[PROBLEMS TO WORK ON]:
(a) Copy word for word the part of the PUMA metabolomics text starting with "for each dataset, as" and going on through "HMDB, and BioCAn.".
(b) In the PUMA metabolomics text, do these statements agree with it: (i) the CHO metabolic model had 86 pathways; (ii) adjusted measurements were used within 10 ppm to initialize the observation vector; (iii) the LC-MS data were processed with the CAMERA tool? Answer yes or no for each and quote the words that decide it.

[SELECTED PASSAGE]:
We investigate how uncertainty in metabolite annotation impacts inference regarding pathway activity. Before running PUMA, each mass measurement is attributed to a presumed active metabolite, thus removing annotation uncertainty. Results (Figures S1B, S2B, and S3B) show a similar trend to those in Figures S1A, S2A, and S3A. A similar trend holds when each measured mas is randomly assigned a metabolite amongst model metabolites with the same mass as a measured mass (Figures S1C, S2C, and S3C). This result emphasizes that computing pathway activities without the explicit step of performing metabolite annotation via spectral databases or annotation tools is a profitable approach. PUMA can, therefore, be used to accelerate the process of pathway activity analysis by direct use of mass measurements and bypassing metabolite annotation using spectral databases.

We further investigated the robustness of the model to its parameters. While prior runs assumed that the probability of observing a metabolite due to a particular pathway activity was 0.5, we varied the corresponding model parameter

μ

to 0.25 and to 0.75 and re-ran PUMA. The results (Figure S4) show that inference is dominated by other aspects of the model and that inference is robust to this model parameter.

3.2. Case Study: Chinese Hamster Ovary (CHO) Cell

We apply PUMA to LC-MS (Liquid-Chromatography Mass Spectrometry) metabolomics data for CHO cell cultures belonging to a low growth cell line [15] (Supplementary Table S1). LC-MS data was collected under three different combinations of liquid chromatography methods and positive or negative ionization modes. The authors processed the data using the CAMERA tool and the dataset was limited to masses corresponding to ions formed through protonation or deprotonation. When combined, the data provides a more comprehensive characterization of the sample in the form of 8711 measurements. The metabolic model for the CHO cell was extracted from KEGG [36], based on metabolites and pathways for the cricetulus griseus (Chinese hamster) under organism code cge. The model had 86 pathways, 1534 metabolites, and 722 unique mass measurements. The m/z of the precursor ions in the measurement datasets were adjusted based on the ionization mode by adding or subtracting the mass of one proton. Adjusted measurements ± a 15 ppm are then used to initialize the observation vector

w

for each dataset, as described in Section 2.2. This model and LC-MS dataset were used prior to evaluate BioCAn [15], a tool that aggregates results from spectra databases, annotation tools and network connectivity. The BioCAn evaluation thus provided putative identities in the form of KEGG identities, and also provided annotations using METLIN and HMDB. We, therefore, compare metabolite annotations with those provided for METLIN, HMDB, and BioCAn.

3.2.1. Probabilities of Pathway Activities

Detailed results for each dataset and for the combined data set is provided in Supplementary Table S1. A pathway is considered active if

p (a_{i} | w)

[SUPPLIED ENTRIES]:

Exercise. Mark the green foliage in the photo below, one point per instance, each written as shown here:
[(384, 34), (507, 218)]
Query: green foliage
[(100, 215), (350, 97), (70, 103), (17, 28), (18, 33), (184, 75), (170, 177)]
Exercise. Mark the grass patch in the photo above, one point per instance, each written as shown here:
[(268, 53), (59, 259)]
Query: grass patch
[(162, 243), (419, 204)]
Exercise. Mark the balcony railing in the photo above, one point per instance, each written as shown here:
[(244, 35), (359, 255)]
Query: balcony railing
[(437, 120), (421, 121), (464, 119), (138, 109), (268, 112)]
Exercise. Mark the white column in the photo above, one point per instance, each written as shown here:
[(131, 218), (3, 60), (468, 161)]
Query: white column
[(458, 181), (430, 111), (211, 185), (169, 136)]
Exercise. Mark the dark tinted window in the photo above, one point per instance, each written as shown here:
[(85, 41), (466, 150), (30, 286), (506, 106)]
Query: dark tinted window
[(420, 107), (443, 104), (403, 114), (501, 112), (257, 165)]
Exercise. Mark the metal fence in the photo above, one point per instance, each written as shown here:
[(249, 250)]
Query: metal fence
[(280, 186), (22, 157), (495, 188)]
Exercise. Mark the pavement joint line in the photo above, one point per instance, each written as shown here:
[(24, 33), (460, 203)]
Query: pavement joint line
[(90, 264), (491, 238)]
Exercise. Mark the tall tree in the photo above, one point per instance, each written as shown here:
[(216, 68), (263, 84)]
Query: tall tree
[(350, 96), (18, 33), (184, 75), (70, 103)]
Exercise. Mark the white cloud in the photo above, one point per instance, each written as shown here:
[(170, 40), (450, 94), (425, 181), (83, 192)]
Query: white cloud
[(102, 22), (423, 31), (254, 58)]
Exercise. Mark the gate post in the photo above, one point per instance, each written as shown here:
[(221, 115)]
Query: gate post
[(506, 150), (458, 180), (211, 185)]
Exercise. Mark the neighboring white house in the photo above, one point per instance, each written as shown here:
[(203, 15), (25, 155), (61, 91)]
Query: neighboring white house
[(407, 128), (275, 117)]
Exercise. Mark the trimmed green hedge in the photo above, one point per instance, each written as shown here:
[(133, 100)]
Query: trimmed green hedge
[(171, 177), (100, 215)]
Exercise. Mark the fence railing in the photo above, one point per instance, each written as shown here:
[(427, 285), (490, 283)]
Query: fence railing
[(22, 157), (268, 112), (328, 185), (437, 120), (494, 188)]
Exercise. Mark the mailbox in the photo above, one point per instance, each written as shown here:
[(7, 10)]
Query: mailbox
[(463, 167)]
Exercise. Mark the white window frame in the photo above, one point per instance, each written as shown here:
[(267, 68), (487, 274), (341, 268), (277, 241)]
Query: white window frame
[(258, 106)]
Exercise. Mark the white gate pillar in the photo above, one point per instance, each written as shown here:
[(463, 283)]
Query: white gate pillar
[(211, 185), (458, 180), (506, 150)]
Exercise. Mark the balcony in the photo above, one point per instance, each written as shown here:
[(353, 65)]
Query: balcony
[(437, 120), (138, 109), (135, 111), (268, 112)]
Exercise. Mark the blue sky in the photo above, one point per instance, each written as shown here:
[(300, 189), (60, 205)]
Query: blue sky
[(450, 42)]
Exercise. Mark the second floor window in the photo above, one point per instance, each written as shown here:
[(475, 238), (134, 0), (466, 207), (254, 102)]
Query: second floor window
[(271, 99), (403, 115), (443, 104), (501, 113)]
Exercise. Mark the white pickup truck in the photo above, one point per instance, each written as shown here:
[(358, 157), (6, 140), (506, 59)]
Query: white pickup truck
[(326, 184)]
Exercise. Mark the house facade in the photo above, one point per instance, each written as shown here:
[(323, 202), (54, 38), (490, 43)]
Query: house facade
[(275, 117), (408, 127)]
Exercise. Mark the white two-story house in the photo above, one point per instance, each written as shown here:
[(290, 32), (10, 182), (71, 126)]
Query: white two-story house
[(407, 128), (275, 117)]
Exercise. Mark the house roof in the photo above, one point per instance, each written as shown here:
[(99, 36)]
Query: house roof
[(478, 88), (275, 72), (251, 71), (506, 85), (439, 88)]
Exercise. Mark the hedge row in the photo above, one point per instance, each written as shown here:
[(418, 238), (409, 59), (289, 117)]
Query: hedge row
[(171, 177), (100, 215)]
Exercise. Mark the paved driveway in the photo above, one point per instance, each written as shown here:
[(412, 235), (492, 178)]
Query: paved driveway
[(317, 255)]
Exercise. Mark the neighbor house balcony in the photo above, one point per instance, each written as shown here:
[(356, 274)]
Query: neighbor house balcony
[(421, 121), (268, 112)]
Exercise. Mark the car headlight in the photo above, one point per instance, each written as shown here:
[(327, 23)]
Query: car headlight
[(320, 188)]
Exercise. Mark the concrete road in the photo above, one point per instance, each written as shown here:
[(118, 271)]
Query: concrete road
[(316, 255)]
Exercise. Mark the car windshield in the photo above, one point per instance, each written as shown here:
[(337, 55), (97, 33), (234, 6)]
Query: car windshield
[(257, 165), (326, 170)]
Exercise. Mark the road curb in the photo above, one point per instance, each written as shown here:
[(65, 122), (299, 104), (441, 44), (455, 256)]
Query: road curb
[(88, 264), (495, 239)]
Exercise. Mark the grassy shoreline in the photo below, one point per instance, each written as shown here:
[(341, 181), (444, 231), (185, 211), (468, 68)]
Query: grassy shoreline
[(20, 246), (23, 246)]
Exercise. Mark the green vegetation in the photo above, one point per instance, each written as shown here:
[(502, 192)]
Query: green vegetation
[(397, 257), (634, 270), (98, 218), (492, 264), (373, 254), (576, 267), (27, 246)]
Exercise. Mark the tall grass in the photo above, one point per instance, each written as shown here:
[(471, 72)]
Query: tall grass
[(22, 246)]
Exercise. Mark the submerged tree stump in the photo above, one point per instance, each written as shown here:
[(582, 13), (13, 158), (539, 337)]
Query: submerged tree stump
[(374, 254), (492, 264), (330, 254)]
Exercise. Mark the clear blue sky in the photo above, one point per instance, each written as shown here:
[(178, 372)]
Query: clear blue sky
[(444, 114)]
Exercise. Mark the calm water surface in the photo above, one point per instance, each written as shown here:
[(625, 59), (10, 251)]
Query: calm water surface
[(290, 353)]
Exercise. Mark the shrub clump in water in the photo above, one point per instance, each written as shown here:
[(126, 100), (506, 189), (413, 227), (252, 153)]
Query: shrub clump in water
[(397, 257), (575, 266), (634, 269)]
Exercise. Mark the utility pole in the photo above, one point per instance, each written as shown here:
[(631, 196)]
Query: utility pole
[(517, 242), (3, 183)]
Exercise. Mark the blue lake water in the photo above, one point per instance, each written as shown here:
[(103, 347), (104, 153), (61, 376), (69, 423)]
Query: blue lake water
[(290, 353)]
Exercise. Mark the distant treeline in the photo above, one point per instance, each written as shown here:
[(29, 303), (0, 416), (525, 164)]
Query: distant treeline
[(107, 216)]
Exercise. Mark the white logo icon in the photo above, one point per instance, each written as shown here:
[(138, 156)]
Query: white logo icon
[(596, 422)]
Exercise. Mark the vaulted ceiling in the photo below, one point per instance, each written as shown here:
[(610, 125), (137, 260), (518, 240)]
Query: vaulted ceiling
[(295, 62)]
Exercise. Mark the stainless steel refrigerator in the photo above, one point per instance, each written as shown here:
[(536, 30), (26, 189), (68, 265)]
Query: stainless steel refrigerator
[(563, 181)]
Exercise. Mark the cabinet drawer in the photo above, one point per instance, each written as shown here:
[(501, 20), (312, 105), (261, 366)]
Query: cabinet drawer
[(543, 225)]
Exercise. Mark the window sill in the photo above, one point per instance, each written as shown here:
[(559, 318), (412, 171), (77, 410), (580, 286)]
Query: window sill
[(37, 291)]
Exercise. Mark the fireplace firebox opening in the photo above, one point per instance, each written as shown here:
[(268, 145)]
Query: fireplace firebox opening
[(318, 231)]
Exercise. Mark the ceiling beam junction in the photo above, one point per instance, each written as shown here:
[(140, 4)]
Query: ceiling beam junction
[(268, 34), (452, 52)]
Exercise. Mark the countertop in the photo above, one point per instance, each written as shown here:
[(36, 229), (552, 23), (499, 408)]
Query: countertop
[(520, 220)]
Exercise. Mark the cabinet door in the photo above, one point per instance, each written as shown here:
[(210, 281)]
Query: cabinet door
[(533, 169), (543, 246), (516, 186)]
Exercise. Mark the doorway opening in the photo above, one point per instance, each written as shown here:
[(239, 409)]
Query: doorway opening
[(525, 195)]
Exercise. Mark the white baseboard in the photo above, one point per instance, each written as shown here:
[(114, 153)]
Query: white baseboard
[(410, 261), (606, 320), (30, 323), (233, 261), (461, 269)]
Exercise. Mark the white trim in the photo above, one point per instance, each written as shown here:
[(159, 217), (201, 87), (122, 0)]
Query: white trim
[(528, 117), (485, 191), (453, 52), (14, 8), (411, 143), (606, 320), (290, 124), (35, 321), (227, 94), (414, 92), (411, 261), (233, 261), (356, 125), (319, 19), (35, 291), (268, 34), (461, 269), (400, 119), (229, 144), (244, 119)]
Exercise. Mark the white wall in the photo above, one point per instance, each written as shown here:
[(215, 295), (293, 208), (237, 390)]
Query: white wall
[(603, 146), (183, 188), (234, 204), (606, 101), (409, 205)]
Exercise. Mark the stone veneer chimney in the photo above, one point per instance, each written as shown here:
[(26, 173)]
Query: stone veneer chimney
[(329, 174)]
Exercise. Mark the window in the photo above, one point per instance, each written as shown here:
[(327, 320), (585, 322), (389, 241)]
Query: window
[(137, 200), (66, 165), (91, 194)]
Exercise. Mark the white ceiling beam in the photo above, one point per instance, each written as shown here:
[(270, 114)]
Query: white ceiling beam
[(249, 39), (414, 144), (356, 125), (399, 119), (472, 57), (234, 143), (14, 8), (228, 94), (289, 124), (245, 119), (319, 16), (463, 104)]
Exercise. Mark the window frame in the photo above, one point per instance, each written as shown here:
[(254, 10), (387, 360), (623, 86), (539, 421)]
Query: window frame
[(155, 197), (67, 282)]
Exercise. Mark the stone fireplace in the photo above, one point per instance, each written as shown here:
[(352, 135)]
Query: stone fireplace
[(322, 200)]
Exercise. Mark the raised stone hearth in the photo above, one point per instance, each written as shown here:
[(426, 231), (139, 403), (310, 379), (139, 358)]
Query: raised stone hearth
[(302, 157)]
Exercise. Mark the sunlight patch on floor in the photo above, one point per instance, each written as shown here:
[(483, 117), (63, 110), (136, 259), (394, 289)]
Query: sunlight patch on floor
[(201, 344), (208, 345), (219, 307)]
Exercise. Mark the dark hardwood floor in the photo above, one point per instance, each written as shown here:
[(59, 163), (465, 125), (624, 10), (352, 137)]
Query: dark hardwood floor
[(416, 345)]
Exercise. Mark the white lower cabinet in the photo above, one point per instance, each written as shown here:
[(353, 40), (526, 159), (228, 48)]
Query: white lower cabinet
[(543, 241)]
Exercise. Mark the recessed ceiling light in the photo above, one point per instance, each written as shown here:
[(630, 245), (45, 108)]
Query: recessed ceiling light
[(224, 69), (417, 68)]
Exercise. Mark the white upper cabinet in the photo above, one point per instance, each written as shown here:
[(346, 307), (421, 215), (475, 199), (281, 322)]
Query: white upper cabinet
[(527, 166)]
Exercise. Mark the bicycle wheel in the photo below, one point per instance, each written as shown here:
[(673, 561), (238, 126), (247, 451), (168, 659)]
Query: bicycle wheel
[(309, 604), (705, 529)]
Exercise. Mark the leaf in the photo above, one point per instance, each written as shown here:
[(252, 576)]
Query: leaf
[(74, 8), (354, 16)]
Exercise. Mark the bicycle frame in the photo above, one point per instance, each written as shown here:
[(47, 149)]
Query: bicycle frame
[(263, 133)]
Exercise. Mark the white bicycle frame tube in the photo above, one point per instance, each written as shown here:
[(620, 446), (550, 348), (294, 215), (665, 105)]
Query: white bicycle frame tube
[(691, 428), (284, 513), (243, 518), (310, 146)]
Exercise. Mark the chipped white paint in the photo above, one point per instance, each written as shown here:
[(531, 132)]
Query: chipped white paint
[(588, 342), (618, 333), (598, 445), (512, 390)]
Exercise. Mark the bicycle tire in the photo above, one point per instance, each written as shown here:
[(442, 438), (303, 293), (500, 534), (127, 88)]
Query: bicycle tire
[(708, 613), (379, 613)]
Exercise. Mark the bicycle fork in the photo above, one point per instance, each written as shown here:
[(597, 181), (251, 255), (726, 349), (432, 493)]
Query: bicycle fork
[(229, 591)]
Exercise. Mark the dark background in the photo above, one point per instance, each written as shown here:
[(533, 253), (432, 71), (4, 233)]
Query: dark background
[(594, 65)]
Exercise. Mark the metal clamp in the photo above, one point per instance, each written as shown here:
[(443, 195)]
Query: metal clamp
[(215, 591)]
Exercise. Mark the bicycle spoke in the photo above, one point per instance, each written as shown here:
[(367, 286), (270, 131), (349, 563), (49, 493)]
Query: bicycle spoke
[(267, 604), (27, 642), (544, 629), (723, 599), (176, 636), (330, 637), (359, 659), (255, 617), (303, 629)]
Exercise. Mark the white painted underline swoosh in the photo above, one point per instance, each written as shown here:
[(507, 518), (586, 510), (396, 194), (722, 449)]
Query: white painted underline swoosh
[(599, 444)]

[REPLIES]:
(a)
for each dataset, as described in Section 2.2. This model and LC-MS dataset were used prior to evaluate BioCAn [15], a tool that aggregates results from spectra databases, annotation tools and network connectivity. The BioCAn evaluation thus provided putative identities in the form of KEGG identities, and also provided annotations using METLIN and HMDB. We, therefore, compare metabolite annotations with those provided for METLIN, HMDB, and BioCAn.

(b)
(i) Yes: "The model had 86 pathways, 1534 metabolites, and 722 unique mass measurements."
(ii) No: "Adjusted measurements ± a 15 ppm are then used to initialize the observation vector"
(iii) Yes: "The authors processed the data using the CAMERA tool"